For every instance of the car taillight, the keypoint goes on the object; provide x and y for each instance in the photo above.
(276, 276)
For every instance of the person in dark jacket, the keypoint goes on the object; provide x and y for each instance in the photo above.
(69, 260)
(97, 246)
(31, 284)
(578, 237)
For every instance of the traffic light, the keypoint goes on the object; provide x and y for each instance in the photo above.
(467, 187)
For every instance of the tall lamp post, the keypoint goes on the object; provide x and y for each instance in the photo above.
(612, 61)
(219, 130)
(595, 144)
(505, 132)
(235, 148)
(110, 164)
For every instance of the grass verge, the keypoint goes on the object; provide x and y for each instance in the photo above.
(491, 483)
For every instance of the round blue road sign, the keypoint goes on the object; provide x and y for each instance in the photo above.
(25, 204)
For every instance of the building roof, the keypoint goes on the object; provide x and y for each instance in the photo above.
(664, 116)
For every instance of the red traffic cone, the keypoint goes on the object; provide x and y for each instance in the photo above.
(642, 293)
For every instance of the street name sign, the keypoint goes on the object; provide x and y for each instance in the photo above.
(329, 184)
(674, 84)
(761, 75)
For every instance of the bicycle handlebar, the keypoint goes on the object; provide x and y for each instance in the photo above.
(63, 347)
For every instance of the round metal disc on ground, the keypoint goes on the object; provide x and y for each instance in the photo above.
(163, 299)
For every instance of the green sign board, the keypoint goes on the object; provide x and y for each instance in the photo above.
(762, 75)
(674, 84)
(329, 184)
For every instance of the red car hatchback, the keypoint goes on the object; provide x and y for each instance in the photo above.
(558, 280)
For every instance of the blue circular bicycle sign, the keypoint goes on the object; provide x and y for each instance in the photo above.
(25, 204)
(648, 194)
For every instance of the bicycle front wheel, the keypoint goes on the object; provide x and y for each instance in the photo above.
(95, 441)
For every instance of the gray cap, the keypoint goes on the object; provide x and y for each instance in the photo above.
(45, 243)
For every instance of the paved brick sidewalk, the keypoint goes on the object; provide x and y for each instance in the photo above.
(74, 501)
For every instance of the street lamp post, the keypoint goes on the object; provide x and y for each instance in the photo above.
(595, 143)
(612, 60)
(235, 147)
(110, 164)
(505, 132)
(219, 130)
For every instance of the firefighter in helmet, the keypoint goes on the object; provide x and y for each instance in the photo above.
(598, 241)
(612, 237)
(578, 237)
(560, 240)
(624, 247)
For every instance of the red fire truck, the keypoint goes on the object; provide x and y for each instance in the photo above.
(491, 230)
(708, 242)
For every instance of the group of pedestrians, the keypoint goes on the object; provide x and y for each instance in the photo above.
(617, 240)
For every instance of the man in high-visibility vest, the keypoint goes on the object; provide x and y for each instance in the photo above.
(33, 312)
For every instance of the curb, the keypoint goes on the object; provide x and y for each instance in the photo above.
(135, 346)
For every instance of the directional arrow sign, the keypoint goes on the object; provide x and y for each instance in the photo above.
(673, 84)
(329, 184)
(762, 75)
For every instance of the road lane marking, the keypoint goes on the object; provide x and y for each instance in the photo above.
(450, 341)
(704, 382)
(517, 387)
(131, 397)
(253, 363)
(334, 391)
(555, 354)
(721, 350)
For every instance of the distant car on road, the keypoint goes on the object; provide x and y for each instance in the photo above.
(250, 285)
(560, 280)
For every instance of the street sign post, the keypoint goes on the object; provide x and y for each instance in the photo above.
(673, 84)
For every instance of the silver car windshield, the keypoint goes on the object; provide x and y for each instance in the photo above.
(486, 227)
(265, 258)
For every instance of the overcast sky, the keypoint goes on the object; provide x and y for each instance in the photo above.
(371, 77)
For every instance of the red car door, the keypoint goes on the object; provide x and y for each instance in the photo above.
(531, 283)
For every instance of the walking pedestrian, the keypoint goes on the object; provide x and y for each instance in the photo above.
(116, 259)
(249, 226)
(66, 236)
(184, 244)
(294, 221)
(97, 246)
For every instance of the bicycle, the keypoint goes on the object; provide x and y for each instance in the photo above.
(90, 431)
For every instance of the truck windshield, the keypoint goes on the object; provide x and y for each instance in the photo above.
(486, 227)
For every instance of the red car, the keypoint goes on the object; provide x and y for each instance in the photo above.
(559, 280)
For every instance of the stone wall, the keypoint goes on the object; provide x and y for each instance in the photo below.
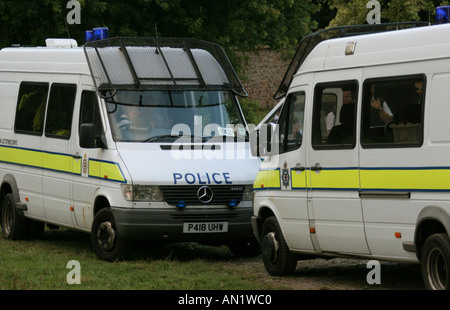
(262, 75)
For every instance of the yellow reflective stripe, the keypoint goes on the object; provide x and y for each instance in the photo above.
(406, 179)
(94, 168)
(76, 166)
(105, 170)
(57, 162)
(21, 156)
(60, 162)
(111, 171)
(298, 179)
(347, 178)
(267, 179)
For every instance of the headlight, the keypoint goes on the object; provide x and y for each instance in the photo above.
(248, 193)
(141, 193)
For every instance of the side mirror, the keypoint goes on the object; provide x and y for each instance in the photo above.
(88, 137)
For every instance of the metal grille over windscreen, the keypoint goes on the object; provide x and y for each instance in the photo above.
(160, 64)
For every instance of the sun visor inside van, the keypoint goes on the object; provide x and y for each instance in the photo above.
(160, 64)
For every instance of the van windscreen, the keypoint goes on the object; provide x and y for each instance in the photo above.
(167, 116)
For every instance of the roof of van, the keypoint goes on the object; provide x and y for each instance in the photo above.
(316, 47)
(133, 64)
(380, 48)
(43, 59)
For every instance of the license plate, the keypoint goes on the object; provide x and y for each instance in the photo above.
(205, 227)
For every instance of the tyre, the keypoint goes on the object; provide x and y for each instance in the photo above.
(106, 241)
(435, 263)
(14, 226)
(277, 257)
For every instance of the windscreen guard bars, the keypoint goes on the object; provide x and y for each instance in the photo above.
(160, 64)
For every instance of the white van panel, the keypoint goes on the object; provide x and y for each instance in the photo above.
(8, 103)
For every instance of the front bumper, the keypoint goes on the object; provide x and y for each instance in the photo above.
(167, 224)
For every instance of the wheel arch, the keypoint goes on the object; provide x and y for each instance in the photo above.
(431, 220)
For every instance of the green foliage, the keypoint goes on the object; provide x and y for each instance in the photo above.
(355, 12)
(242, 24)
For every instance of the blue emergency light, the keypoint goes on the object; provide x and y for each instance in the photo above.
(232, 203)
(99, 33)
(181, 204)
(442, 14)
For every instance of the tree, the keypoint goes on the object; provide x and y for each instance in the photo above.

## The task
Reproduce every entry above word for word, and leave the pictures out of your copy.

## Task answer
For every instance of the car taillight, the keypoint goes on the object; provide x and y for each instance in the photo above.
(276, 276)
For every instance of the person in dark jacket, the keypoint goes on the object; provide x and y for each instance in the photo above.
(69, 260)
(97, 246)
(31, 284)
(578, 237)
For every instance of the traffic light, the keypoint goes on the object; provide x and y for each instance in the photo above.
(467, 187)
For every instance of the tall lamp post, the keypoint goes on the object; provide x and y for each instance in the photo above.
(612, 61)
(219, 130)
(595, 144)
(505, 132)
(235, 148)
(110, 164)
For every instance of the grass verge, the keypoint goes on the object; provide x and y for each instance in the photo above.
(491, 483)
For every instance of the round blue road sign, the keypoint goes on the object; provide x and y for each instance in the photo above.
(25, 204)
For every instance of the building roof, the keypoint goes on the object; provide x and y for each instance in the photo above.
(664, 116)
For every instance of the red traffic cone, the keypoint goes on the object; provide x and y for each instance in the photo above.
(642, 293)
For every instance of the street name sign, the keypoint goes on the object; provide x and y for each instance in the photo above.
(329, 184)
(674, 84)
(761, 75)
For every instance of the bicycle handlebar, the keypoint goes on the object; provide x and y for each instance in the photo above.
(63, 347)
For every instance of the round metal disc on ground, the keypoint goes on the object; provide x and y for each instance in the photo above.
(163, 299)
For every instance of the green sign board, the keypoint goes on the object; provide x and y for each instance in the photo above.
(762, 75)
(674, 84)
(329, 184)
For every instance of the red car hatchback, the keypoint goes on the object; provide x and y for each instance in the photo above.
(558, 280)
For every instance of the blue circular bicycle sign, the keypoint goes on the object; provide x and y for each instance in the photo above.
(25, 204)
(648, 194)
For every instance of the bicycle front wheel, the keypoint goes on the object; provide x and y for each instance in the photo above.
(95, 441)
For every instance of the gray cap, the keypoint goes on the object; provide x and y for each instance in the photo above.
(45, 243)
For every instance of the paved brick sidewalk, the keypoint goes on the object; provide x and y for each instance in the photo above.
(74, 501)
For every instance of the street lamp post, the keypoint goes on the object; provide x and y for each instance in the photo above.
(595, 143)
(612, 60)
(235, 147)
(110, 164)
(505, 132)
(219, 130)
For every instance of the firefighter in helmet, the keypoint goes on the object; provide x and y for each instance in the photo above.
(598, 241)
(612, 237)
(578, 237)
(560, 240)
(624, 247)
For every instance of the red fire truck, the keypoint goes on the object; provide x and y for each instance in the photo above.
(491, 230)
(708, 242)
For every instance of the group of pedestrians, the keypoint goes on the object; provide x and y for each instance in the photo above.
(617, 240)
For every instance of the man in high-visibility vest, the keypoint goes on the object; provide x and y for each instance in the photo above.
(33, 312)
For every instance of the curb, the keypoint goes on the object; provide x and y for each instance in the photo above.
(135, 346)
For every instance of the directional arrow sign, the keypoint goes on the object; provide x and y for each instance in the photo above.
(673, 84)
(329, 184)
(762, 75)
For every instance of the road lane marking, the keypoint goes on the object; provide x and y for each instance in the photo above.
(450, 341)
(704, 382)
(517, 387)
(131, 397)
(253, 363)
(334, 391)
(555, 354)
(721, 350)
For every instance of the distant car on road, the keypoint goes on the object; provide x and y for each instance in the photo above.
(250, 285)
(560, 280)
For every instance of the street sign post, the keypoint goes on the object; provide x and y for each instance in the photo above.
(673, 84)
For every instance of the silver car windshield, the keypoint goes on the object; provide x and y for each instance in the photo above.
(486, 227)
(265, 258)
For every instance of the overcast sky, the keypoint goes on the object; provide x and y for each instance in the photo above.
(371, 77)
For every instance of the red car door, the keypoint goes on the object; provide x and y for each instance in the photo above.
(531, 283)
For every instance of the walking pedestrian, the keypoint goes on the object; provide x and y for each instance in the photo above.
(116, 259)
(249, 226)
(66, 236)
(184, 244)
(294, 221)
(97, 246)
For every instance of the bicycle, the keypoint goes on the object; provide x and y for each instance in the photo above.
(90, 431)
For every instance of the truck windshield, the keypoint goes on the object; provide x and y for each instance in the photo above.
(486, 227)
For every instance of the red car, the keypoint goes on the object; provide x and y for each instance in the photo above.
(559, 280)
For every instance of the stone wall, the keypoint goes on the object; provide x and y for each instance in the photo below.
(262, 75)
For every instance of the yellow reflective stripe, the keypoint goes on the object; provide x and y for each instance in the photo above.
(406, 179)
(94, 168)
(76, 166)
(105, 170)
(57, 162)
(21, 156)
(60, 162)
(111, 171)
(298, 179)
(347, 178)
(267, 179)
For every instance of the headlight, the keypoint goes on the object; provide x and y for each instance in the photo above.
(248, 193)
(141, 193)
For every instance of the side mirror, the keypoint goes on the object; provide x and y for each instance in the photo above.
(88, 137)
For every instance of the metal grille over windscreen, the keypoint goes on the object; provide x and y for each instance in the photo above.
(160, 64)
For every instance of the sun visor inside van, the keypoint goes on the object; provide x and y for each instance in the photo above.
(160, 64)
For every instance of the van windscreen, the keypoint goes on the object; provide x and y for each instance in the photo above.
(167, 116)
For every instance of the roof of van, the keypoint goes on the object; provide x and y for each instance in the photo above.
(316, 47)
(133, 64)
(380, 48)
(43, 59)
For every instance of the license plate, the keypoint goes on the object; provide x and y for each instance in the photo above.
(205, 227)
For every instance of the tyre, the keypoint goes on the object; provide x and y for each instance in the photo above.
(106, 241)
(435, 263)
(14, 226)
(277, 257)
For every instance of the windscreen guard bars, the keypoint goes on the object; provide x and y for each instance in the photo above.
(160, 64)
For every instance of the white van panel, the keypoint goes on the object; provide x and y for each instance in the photo above.
(8, 103)
For every instance of the front bumper, the keypoint goes on the object; provide x and y for each instance in the photo above.
(167, 224)
For every instance of the wheel arch, the keypoint goes on the object; provide x and y for each instance in the photo above.
(431, 220)
For every instance of the green foliage, the keypoint goes on the object; provide x and y for each instance in the photo above.
(355, 12)
(242, 24)
For every instance of the blue emergency light, the keypoint goes on the object; provide x and y for each instance in the photo above.
(232, 203)
(99, 33)
(181, 204)
(442, 14)
For every instance of the tree, the keypoint goes on the object; provide x and y for each instance in the photo above.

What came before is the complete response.